**Excerto do texto**

Craques de futebol burlados por agente de viagens. Cristiano Ronaldo perdeu mais de 200 mil euros

O valor da burla feita a Cristiano Ronaldo corresponde a 200 viagens nunca realizadas pelo jogador. A burlona já foi condenada a pena suspensa e paga mensalmente uma indeminização à agência de viagens Geostar.

Uma mulher de 53 anos, Maria Silva, burlou durante três anos Cristiano Ronaldo, bem os jogadores de futebol Nani e Manuel Fernandes, ex-jogador do Benfica, e o agente Jorge Mendes e as suas empresas Gestifute e Polaris. A mulher de Vila Nova de Gaia trabalhava no implante da Geostar, na Gestifute, e após confessar o crime em 2010, foi julgada e condenada em 2017 pelo Tribunal do Porto, que lhe atribuiu pena suspensa de quatro anos. Maria Silva está também a pagar mensalmente uma indemnização de 9 mil euros à agência de viagens à qual pertencia para compensar o valor que desviou aos craques (entretanto devolvido pela Geostar), escreve o “Jornal de Notícias“.

A burlona tinha acesso ao cartão de crédito de Cristiano Ronaldo para pagar as deslocações do futebolista, tal como fazia com os restantes clientes VIP, chegando também a tratar de viagens dos familiares dos jogadores de futebol representados pela empresa, quer dentro da Europa, quer da Europa para os continentes americano e africano.

Aproveitando a total confiança que lhe era dada, Maria Silva pedia às personalidades do futebol para depositarem o dinheiro das viagens em contas pessoais, em vez de indicar o número da conta da Geostar ou depositar as verbas nas contas da empresa.

**Tarefas do exercício**
A – Na notícia sobre a burla, que pena atribuiu o Tribunal do Porto a Maria Silva em 2017?
B – Transcreva da notícia sobre a burla o trecho que começa em "A burlona tinha" e termina em "americano e africano.".

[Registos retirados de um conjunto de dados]

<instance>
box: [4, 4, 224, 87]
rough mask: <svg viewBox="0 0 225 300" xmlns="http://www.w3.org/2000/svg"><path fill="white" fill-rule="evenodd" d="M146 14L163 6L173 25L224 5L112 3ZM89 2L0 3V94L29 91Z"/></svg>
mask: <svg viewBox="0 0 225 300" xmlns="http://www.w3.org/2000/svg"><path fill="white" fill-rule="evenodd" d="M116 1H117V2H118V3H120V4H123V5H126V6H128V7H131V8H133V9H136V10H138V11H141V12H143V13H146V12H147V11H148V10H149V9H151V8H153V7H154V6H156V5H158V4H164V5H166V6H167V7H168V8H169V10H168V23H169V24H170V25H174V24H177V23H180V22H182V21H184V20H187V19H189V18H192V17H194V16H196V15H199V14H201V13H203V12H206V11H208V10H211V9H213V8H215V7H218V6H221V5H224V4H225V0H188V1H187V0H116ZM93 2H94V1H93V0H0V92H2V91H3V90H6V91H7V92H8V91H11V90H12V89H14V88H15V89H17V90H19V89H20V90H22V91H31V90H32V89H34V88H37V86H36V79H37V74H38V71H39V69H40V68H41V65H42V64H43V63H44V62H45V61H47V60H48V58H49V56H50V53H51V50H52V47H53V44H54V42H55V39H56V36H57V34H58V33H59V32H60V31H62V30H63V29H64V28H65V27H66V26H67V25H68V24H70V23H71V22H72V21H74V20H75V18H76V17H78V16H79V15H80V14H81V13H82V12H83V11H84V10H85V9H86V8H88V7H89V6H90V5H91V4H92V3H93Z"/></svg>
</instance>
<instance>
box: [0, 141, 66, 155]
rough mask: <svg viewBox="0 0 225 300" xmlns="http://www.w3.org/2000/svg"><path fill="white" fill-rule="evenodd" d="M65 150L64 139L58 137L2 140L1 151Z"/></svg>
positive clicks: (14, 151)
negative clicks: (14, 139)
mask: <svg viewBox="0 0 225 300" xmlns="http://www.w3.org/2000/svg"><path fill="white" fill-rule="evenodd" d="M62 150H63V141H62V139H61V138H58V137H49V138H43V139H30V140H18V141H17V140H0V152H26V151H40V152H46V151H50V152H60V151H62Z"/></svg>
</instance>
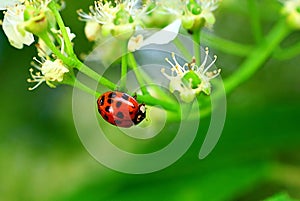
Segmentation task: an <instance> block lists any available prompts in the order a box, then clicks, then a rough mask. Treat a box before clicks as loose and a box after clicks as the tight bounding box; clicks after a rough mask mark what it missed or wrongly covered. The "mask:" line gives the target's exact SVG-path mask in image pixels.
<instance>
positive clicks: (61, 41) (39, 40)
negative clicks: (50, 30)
mask: <svg viewBox="0 0 300 201" xmlns="http://www.w3.org/2000/svg"><path fill="white" fill-rule="evenodd" d="M66 31H67V34H68V36H69V39H70V41H72V40H73V39H74V38H75V37H76V35H75V34H74V33H72V32H71V29H70V28H69V27H66ZM51 32H52V33H53V34H55V35H56V36H57V37H58V39H59V40H60V44H61V53H62V54H64V55H66V53H65V42H64V39H63V36H62V33H61V30H56V29H54V28H52V29H51ZM49 37H50V40H51V41H52V42H53V43H55V42H56V41H55V38H54V37H53V36H52V35H49ZM36 46H37V51H38V55H39V56H40V57H48V56H50V55H51V54H52V53H53V52H52V51H51V49H50V48H49V47H48V46H47V44H46V43H45V42H44V41H43V40H42V39H41V38H39V41H38V43H37V45H36Z"/></svg>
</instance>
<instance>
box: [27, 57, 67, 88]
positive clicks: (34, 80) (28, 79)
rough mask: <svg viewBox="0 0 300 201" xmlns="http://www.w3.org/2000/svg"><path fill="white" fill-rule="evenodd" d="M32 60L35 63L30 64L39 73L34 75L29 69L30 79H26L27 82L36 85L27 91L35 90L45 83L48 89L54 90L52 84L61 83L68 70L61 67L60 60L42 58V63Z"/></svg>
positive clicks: (35, 59)
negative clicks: (53, 89) (29, 90)
mask: <svg viewBox="0 0 300 201" xmlns="http://www.w3.org/2000/svg"><path fill="white" fill-rule="evenodd" d="M33 59H34V61H35V62H36V63H34V62H32V66H33V67H35V68H36V69H37V70H39V71H38V72H36V73H34V70H33V68H30V69H29V72H30V75H31V77H32V79H28V80H27V81H28V82H36V83H37V84H36V85H35V86H34V87H30V88H29V90H34V89H36V88H37V87H38V86H40V85H41V84H42V83H43V82H46V84H47V85H48V86H49V87H51V88H55V85H54V84H53V83H52V82H62V81H63V78H64V74H65V73H68V72H69V69H67V68H66V67H65V66H64V65H63V62H62V61H61V60H60V59H56V60H54V61H51V60H50V59H49V58H48V59H46V58H44V57H41V60H42V61H39V60H37V58H33Z"/></svg>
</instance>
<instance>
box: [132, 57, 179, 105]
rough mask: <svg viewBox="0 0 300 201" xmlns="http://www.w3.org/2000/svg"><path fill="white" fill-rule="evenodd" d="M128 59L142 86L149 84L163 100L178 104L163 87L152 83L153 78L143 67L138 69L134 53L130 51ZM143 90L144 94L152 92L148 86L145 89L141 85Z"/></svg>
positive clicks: (139, 83) (153, 89)
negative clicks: (169, 95)
mask: <svg viewBox="0 0 300 201" xmlns="http://www.w3.org/2000/svg"><path fill="white" fill-rule="evenodd" d="M128 60H129V63H130V67H131V68H132V70H133V71H134V73H135V75H136V77H137V79H138V82H139V84H140V86H147V87H149V88H150V87H151V89H152V90H154V91H155V93H156V95H157V96H158V97H160V99H161V100H164V101H165V102H168V104H172V105H177V102H176V101H174V100H173V99H172V98H171V97H170V96H169V95H168V94H166V93H165V92H164V91H163V90H162V89H161V88H159V87H158V86H156V85H151V83H152V79H151V78H150V77H149V76H148V75H147V74H146V73H145V72H144V71H143V69H138V68H137V63H136V60H135V58H134V55H133V54H132V53H129V55H128ZM141 90H142V93H143V94H144V95H148V94H150V93H149V92H148V90H147V88H146V87H145V88H144V89H143V87H141ZM143 90H144V92H143Z"/></svg>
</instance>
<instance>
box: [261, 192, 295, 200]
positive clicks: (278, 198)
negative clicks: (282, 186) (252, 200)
mask: <svg viewBox="0 0 300 201" xmlns="http://www.w3.org/2000/svg"><path fill="white" fill-rule="evenodd" d="M264 201H296V200H295V199H292V198H291V197H290V196H289V195H288V194H287V193H278V194H275V195H273V196H272V197H270V198H267V199H265V200H264Z"/></svg>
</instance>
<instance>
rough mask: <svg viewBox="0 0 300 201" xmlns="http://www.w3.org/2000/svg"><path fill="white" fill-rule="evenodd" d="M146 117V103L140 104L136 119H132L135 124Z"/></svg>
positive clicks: (140, 121)
mask: <svg viewBox="0 0 300 201" xmlns="http://www.w3.org/2000/svg"><path fill="white" fill-rule="evenodd" d="M145 117H146V107H145V104H140V105H139V109H138V111H137V113H136V115H135V117H134V119H133V120H132V121H133V123H134V124H135V125H137V124H139V123H140V122H141V121H143V119H145Z"/></svg>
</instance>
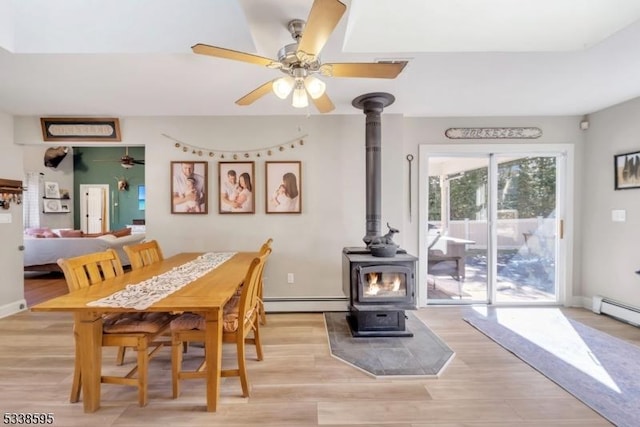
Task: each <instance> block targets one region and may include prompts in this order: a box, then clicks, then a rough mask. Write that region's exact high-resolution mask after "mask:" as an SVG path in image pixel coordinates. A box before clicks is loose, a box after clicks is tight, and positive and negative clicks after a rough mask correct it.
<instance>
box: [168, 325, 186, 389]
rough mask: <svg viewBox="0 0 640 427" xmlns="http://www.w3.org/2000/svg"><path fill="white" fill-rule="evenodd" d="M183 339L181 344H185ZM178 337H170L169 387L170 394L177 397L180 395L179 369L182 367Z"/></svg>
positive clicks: (181, 358) (179, 376)
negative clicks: (169, 363) (169, 382)
mask: <svg viewBox="0 0 640 427" xmlns="http://www.w3.org/2000/svg"><path fill="white" fill-rule="evenodd" d="M186 343H187V342H186V341H185V342H184V343H183V344H186ZM181 347H182V346H181V345H180V341H179V337H177V336H173V337H172V338H171V388H172V392H173V394H172V396H173V398H174V399H177V398H178V396H179V395H180V369H181V368H182V351H183V348H181Z"/></svg>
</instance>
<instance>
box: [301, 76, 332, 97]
mask: <svg viewBox="0 0 640 427" xmlns="http://www.w3.org/2000/svg"><path fill="white" fill-rule="evenodd" d="M304 87H305V88H306V89H307V92H309V96H311V98H313V99H318V98H320V97H321V96H322V95H324V91H325V89H326V88H327V85H326V83H325V82H323V81H322V80H320V79H319V78H317V77H314V76H308V77H307V78H306V79H304Z"/></svg>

**Resultados por tarefa**
A – Uma pena suspensa de quatro anos.

B –
A burlona tinha acesso ao cartão de crédito de Cristiano Ronaldo para pagar as deslocações do futebolista, tal como fazia com os restantes clientes VIP, chegando também a tratar de viagens dos familiares dos jogadores de futebol representados pela empresa, quer dentro da Europa, quer da Europa para os continentes americano e africano.